Pointing records:
((

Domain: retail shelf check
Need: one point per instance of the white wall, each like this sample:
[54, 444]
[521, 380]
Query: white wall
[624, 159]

))

WRITTEN REQUEST: Could you update the lines above so that every instance of "white wall" reads "gray wall", leaving everything else unchanged?

WORKED SOLUTION:
Domain: retail shelf check
Need: one point per instance of the gray wall, each like this sample:
[54, 444]
[521, 380]
Query: gray wall
[624, 159]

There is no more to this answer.